_Problem_
Which family businesses did Bloom help out in, according to the biography of Marcus Reginald Bloom below?

Marcus Reginald Bloom (24 September 1907 – 6 November 1944) was a British Special Operations Executive agent during the Second World War.

Early life 
Bloom was born in 1907 in Brick Lane, Whitechapel (as per his birth certificate) but the family later moved to Tottenham, London, the son of Harry Pizer Bloom and Anna Sadie Davidoff Bloom, in an orthodox Jewish home. He helped out working at his father’s cinema in Wandsworth, their mail order textile firm, or in their restaurant business.

In the 1930s his father sent him Paris to run the mail-order business, and he became fluent in French. The firm closed after five years and he returned to London and married in March 1938.

World War II 
He served in the Royal Artillery in 1941 and joined the Special Operations Executive in February 1942.

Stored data
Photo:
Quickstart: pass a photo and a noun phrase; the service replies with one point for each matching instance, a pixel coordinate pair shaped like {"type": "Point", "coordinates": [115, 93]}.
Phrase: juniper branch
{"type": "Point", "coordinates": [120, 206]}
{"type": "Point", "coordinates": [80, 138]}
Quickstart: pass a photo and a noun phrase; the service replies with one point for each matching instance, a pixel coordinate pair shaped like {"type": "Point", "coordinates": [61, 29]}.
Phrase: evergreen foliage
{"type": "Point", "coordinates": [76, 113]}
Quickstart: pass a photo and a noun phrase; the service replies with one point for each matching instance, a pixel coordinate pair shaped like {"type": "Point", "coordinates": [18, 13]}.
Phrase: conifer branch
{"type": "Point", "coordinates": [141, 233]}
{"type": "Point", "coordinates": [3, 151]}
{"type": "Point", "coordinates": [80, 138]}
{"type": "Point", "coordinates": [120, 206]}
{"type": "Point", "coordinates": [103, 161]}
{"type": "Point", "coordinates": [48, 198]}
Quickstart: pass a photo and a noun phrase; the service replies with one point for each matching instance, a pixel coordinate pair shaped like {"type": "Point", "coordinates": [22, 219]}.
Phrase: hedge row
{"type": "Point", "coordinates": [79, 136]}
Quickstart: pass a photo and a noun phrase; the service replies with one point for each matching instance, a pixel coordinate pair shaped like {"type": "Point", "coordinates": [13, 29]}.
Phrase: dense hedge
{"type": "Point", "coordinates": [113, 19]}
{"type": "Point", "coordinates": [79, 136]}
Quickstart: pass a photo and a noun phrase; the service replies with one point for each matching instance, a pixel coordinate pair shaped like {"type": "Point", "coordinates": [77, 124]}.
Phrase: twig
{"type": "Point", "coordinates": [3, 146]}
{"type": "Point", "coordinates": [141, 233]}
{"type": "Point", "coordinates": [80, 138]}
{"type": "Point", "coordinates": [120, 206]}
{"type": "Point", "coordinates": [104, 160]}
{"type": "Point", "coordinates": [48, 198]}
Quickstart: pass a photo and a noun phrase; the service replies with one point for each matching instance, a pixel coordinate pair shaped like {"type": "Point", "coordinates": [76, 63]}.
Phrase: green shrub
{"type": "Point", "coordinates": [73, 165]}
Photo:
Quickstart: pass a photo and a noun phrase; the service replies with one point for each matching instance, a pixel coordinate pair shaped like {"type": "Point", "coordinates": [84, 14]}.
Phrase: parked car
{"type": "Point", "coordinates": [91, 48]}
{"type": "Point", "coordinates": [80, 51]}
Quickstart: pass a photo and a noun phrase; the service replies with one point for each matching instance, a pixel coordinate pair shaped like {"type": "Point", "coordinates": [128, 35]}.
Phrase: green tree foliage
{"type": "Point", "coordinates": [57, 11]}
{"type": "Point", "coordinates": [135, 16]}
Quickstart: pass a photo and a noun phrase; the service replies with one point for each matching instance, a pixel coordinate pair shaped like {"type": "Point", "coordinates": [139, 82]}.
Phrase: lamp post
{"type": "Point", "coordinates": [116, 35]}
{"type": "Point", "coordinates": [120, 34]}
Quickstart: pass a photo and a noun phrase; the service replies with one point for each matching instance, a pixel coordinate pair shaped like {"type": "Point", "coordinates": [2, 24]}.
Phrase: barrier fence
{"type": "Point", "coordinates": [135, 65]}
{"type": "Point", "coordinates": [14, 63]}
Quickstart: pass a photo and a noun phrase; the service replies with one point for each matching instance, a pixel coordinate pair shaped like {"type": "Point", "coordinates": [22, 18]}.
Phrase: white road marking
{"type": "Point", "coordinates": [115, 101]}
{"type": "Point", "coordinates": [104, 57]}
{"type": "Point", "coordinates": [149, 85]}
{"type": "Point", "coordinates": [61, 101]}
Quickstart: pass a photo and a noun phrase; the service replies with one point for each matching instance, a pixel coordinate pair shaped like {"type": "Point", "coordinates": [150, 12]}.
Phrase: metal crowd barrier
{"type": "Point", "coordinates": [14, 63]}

_Task result_
- His father's cinema in Wandsworth
- Their mail order textile firm
- Their restaurant business